Brief | After repeating the line containing "Detect: necklace", stop; until then, repeat each line of the listing below exactly, starting with the first.

Data extract |

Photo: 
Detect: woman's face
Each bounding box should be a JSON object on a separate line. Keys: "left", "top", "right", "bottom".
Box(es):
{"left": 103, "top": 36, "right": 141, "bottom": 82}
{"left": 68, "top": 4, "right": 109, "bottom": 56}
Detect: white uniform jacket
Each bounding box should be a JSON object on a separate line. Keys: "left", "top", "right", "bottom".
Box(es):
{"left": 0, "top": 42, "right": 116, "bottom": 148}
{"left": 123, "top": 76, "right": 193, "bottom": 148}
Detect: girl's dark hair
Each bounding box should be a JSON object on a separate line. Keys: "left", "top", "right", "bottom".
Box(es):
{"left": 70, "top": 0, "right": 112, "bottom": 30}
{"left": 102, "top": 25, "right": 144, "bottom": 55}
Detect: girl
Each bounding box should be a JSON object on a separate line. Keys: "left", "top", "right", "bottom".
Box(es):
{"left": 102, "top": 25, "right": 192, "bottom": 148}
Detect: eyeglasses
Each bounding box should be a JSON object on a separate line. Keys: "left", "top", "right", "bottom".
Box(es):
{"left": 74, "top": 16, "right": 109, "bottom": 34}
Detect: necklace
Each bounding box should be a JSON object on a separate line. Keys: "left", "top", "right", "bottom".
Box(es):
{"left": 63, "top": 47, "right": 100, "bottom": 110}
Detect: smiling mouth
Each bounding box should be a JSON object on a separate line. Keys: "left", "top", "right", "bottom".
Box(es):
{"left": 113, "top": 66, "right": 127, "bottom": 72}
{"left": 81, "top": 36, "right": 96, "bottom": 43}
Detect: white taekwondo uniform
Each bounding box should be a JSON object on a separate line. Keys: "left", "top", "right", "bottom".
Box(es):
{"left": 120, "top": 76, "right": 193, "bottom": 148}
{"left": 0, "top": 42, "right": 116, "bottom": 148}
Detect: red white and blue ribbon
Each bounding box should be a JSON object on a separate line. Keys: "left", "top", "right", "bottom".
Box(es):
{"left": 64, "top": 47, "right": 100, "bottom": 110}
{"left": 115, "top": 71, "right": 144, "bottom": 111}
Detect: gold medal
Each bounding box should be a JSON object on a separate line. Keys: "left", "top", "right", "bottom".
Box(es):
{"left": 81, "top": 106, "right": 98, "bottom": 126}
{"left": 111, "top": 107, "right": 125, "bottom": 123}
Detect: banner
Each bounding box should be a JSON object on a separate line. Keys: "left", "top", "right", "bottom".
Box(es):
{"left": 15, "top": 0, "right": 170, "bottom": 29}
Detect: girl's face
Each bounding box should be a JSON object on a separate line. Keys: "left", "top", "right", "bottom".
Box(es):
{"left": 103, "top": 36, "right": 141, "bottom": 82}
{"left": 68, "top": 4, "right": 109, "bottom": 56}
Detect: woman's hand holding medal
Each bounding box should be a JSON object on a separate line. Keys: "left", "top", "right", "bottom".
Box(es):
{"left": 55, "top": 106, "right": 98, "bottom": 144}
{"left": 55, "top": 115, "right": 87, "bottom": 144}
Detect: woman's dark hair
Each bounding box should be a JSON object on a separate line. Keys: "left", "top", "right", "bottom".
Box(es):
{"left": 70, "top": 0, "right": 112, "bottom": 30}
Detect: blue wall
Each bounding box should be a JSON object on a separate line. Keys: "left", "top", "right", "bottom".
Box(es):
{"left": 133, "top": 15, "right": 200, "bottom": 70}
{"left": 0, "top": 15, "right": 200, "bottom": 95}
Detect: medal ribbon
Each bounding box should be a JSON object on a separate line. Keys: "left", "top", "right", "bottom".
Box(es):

Expected output |
Photo: 
Detect: woman's face
Each bounding box should be a JSON object on a separate line. Keys: "left", "top", "right", "bottom".
Box(es):
{"left": 103, "top": 36, "right": 141, "bottom": 82}
{"left": 68, "top": 4, "right": 109, "bottom": 56}
Detect: white uniform jacket
Each bounding box should be a JSON object on a separate line. Keys: "left", "top", "right", "bottom".
Box(es):
{"left": 0, "top": 42, "right": 116, "bottom": 148}
{"left": 123, "top": 76, "right": 193, "bottom": 148}
Detect: girl's dark hair
Each bounding box should be a JSON object on a separate line. Keys: "left", "top", "right", "bottom".
Box(es):
{"left": 70, "top": 0, "right": 112, "bottom": 30}
{"left": 102, "top": 25, "right": 144, "bottom": 55}
Detect: girl
Each bounding box should be a JSON object on a separate line. Keys: "left", "top", "right", "bottom".
Box(es):
{"left": 102, "top": 25, "right": 192, "bottom": 148}
Detect: eyeglasses
Each bounding box should be a JSON object on a separate line. Keys: "left", "top", "right", "bottom".
Box(es):
{"left": 74, "top": 16, "right": 109, "bottom": 34}
Detect: necklace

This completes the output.